*The problem*
Write out every record below exactly, so that nothing differs from what is shown.

Material for this exercise START

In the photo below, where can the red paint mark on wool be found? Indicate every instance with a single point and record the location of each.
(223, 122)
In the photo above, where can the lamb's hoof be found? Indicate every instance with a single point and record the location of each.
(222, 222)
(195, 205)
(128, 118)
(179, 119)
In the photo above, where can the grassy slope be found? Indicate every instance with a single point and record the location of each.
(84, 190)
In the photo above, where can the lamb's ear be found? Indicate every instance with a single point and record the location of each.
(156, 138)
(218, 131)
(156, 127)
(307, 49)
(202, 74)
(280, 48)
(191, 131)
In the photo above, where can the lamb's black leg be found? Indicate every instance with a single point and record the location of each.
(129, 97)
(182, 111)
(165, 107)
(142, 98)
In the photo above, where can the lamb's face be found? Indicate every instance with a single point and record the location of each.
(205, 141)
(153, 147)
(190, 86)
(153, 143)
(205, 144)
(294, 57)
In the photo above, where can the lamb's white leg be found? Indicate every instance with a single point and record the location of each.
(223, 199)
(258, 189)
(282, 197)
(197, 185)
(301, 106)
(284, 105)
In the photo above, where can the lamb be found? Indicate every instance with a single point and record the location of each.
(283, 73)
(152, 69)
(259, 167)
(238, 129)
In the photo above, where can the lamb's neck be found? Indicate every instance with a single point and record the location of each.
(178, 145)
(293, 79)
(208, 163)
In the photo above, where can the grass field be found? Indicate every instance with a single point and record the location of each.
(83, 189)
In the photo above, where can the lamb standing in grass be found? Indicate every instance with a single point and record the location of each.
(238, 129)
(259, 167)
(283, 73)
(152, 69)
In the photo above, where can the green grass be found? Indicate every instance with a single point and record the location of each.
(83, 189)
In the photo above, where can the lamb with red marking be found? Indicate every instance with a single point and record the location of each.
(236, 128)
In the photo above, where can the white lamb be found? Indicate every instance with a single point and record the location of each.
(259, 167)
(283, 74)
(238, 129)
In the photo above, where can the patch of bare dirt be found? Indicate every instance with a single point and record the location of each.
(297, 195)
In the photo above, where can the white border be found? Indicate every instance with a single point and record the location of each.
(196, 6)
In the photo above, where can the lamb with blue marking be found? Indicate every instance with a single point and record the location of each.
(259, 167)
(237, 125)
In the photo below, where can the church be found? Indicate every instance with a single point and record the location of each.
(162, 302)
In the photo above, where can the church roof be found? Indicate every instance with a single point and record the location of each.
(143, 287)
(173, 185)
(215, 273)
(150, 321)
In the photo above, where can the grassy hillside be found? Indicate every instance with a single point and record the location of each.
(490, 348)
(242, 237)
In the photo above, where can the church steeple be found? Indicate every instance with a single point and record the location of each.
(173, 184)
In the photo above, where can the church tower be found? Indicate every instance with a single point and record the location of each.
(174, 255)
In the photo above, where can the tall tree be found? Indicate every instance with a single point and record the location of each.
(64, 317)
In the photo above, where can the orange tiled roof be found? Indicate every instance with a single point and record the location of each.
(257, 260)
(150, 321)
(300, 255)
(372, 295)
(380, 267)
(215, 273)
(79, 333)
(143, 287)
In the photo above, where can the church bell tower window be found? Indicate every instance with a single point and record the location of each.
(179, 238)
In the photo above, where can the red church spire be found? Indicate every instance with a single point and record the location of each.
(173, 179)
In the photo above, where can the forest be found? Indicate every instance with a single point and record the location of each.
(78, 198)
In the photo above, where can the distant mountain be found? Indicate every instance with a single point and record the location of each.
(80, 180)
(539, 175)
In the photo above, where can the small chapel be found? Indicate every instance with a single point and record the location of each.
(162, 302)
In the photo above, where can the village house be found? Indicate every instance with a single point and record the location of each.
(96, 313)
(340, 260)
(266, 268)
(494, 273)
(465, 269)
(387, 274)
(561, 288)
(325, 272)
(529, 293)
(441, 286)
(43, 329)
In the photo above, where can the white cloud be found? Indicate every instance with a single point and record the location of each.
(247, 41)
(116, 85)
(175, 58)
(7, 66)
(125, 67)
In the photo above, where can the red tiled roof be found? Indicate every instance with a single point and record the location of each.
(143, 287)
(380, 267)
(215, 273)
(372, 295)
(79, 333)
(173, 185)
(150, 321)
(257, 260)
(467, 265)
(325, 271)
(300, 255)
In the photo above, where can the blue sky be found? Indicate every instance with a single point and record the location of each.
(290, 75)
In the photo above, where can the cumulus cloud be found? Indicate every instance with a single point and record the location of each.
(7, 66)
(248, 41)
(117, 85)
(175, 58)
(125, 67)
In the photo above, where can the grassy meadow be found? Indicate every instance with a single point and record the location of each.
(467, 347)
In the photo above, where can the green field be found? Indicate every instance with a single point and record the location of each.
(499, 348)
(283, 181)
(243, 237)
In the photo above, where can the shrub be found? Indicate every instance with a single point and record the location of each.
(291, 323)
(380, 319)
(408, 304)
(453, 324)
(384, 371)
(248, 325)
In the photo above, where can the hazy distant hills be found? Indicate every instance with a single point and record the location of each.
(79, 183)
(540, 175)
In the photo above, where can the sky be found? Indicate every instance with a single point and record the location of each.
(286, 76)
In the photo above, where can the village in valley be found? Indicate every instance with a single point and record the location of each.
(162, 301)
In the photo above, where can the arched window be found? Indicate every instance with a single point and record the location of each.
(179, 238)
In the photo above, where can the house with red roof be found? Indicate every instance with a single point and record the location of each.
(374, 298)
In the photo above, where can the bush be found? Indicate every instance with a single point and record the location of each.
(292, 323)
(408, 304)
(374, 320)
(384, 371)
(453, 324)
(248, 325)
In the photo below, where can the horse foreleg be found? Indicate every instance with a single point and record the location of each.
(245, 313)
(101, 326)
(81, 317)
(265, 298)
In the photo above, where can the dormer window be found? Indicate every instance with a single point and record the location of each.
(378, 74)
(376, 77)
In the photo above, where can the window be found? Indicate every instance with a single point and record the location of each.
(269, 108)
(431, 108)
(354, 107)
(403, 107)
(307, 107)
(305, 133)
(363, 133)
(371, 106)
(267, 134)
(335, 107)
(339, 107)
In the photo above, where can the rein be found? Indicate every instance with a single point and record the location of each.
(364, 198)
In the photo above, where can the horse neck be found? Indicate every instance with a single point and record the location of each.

Material for this exercise END

*Result*
In the photo below, where can the red paint mark on wool be found? Indicate every instance with a single point and record the location of each.
(223, 122)
In the photo above, where can the lamb's hoof be found? Indicate every instance with a single point and record the location of each.
(222, 222)
(195, 205)
(128, 118)
(179, 119)
In the photo above, where can the grassy slope be found? Indicate every instance with a single point and record the location of each.
(84, 190)
In the photo above, where can the lamb's ear be found? Indicate every instance with a single point and record the location of each.
(156, 138)
(218, 131)
(156, 127)
(307, 49)
(202, 74)
(280, 48)
(191, 131)
In the photo above, where can the lamb's black leg be found? Indicate every instance with a single point and record the location of each.
(129, 97)
(182, 111)
(165, 107)
(142, 98)
In the photo above, where can the lamb's face be found? Indicate every instance with a single point and record the location of each.
(205, 141)
(153, 147)
(190, 86)
(153, 143)
(205, 144)
(294, 57)
In the photo above, where can the lamb's white leg be found? Indicate every instance with a single point and record the location of each.
(223, 199)
(258, 189)
(282, 197)
(197, 185)
(301, 106)
(284, 105)
In the photo above, where can the lamb be found? Indicate every instance with a single point and record the location of each.
(283, 73)
(152, 69)
(259, 167)
(238, 129)
In the photo above, where can the lamb's neck be found? Indicate every instance with a single point and record the location of each.
(178, 145)
(293, 79)
(208, 163)
In the photo above, where can the grass field be found? Indicate every instance with a single point and record the location of each.
(83, 189)
In the photo above, where can the lamb standing in grass be found? Indicate every instance with a single point and record the location of each.
(238, 129)
(259, 167)
(283, 73)
(152, 69)
In the photo above, where can the green grass be found? Indicate every instance with a single point and record the location of each.
(83, 189)
In the photo above, where can the lamb with red marking be found? Indicate every instance with a single point and record the location of each.
(236, 128)
In the photo above, where can the white lamb be found? Indicate every instance with a single point and record the location of each.
(259, 167)
(283, 74)
(238, 129)
In the photo above, where can the patch of bare dirt be found? Indicate every instance with a single point and record the location of each.
(297, 195)
In the photo above, where can the white border be found? Indicate every instance with a single point and record the location of each.
(196, 6)
In the photo above, where can the lamb with blue marking be found? Indicate every instance with a single point and record the location of each.
(259, 167)
(237, 125)
In the photo below, where can the church be found? Indicate every instance with a single point and record the location of each.
(162, 302)
In the photo above, where can the church roof be found? Indicate every instance with a single point and record the location of each.
(143, 287)
(173, 185)
(215, 273)
(150, 321)
In the photo above, where can the grassy hillside be found? Indicate every instance with a single point and record the location of each.
(490, 348)
(242, 237)
In the photo above, where can the church steeple be found? Indicate every instance with a single point and record the location of each.
(173, 184)
In the photo above, where can the church tower be found? Indicate every instance with a single point and record the location of each.
(174, 255)
In the photo above, where can the tall tree be found? Indicate every instance with a single point and record the location of each.
(64, 317)
In the photo above, where can the orange tiled roof be found? Indicate every instance with a single point and record the location of each.
(257, 260)
(150, 321)
(300, 255)
(372, 295)
(380, 267)
(215, 273)
(79, 333)
(143, 287)
In the photo above, where can the church bell tower window be found? Indicate every instance with a single point and record the location of each.
(179, 238)
In the photo above, where can the red church spire be found? Indicate every instance with a single point and record the location of each.
(173, 179)
In the photo above, where can the forest be found? Indicate every instance with a single point and record the location of each.
(78, 198)
In the photo above, where can the distant mountain be found? Indicate every instance with a single point and record the location of each.
(80, 180)
(539, 175)
In the photo above, where can the small chapel be found? Indicate every instance with a single point and record the location of each.
(162, 302)
In the photo above, where can the village house be found? Indicate every instance with a single point and record the location of each.
(96, 313)
(340, 260)
(266, 268)
(494, 273)
(465, 269)
(387, 274)
(561, 288)
(325, 272)
(529, 293)
(441, 286)
(43, 329)
In the photo above, where can the white cloud be found? Indicate every instance with a single point and record the location of each.
(247, 41)
(116, 85)
(175, 58)
(7, 66)
(125, 67)
In the photo above, where can the red tiled roof be found? Indicate every instance with a single point and record the location of each.
(143, 287)
(380, 267)
(215, 273)
(372, 295)
(79, 333)
(173, 185)
(150, 321)
(257, 260)
(467, 265)
(325, 271)
(300, 255)
In the photo above, where can the blue sky be found? Indicate every instance with a single point and record the location of each.
(290, 75)
In the photo above, where can the cumulus cloud be found? Indicate every instance with a single point and record the location of each.
(7, 66)
(248, 41)
(117, 85)
(175, 58)
(125, 67)
In the photo above, where can the grassy meadow be found? Indicate every instance with a single point and record the location of each.
(467, 347)
In the photo above, where can the green field be found? Indicate every instance with a single point and record the location of each.
(499, 348)
(283, 181)
(243, 237)
In the photo above, where can the shrub be found? Indicate every instance with a single point and record the location of each.
(291, 323)
(380, 319)
(408, 304)
(453, 324)
(384, 371)
(248, 325)
In the photo above, where can the hazy distant hills be found? Indicate every instance with a single point and record the location of each.
(79, 183)
(540, 175)
In the photo above, where can the sky be found? Indicate every instance with a single point and record the location of each.
(286, 76)
In the photo above, where can the village in valley be found? Indicate every instance with a single point and record the location of each.
(162, 301)
In the photo above, where can the arched window be found? Indicate every instance with a single point and record the location of each.
(179, 238)
In the photo above, where can the house with red roof be found? Indicate every instance with a single point and record the location of each.
(374, 298)
In the photo above, where can the bush be found? Indicate every instance with a single point and record the location of each.
(292, 323)
(408, 304)
(374, 320)
(384, 371)
(453, 324)
(248, 325)
In the photo below, where can the horse foreleg be found? Indicate every instance with a single point and record the location of each.
(245, 313)
(101, 326)
(81, 317)
(265, 298)
In the photo above, where can the dormer window be found? Indicate every instance with a single point and record the location of each.
(378, 74)
(376, 77)
In the photo above, where can the window be found? Indicate every instance with a single point and record the location of each.
(269, 108)
(431, 108)
(354, 107)
(403, 107)
(307, 107)
(305, 133)
(363, 133)
(371, 106)
(267, 134)
(335, 107)
(339, 107)
In the photo above, where can the rein be found? Indicate every instance with a single point and record the location of each.
(364, 198)
In the photo above, where can the horse neck be found? Indicate every instance with a single point and record the location of each.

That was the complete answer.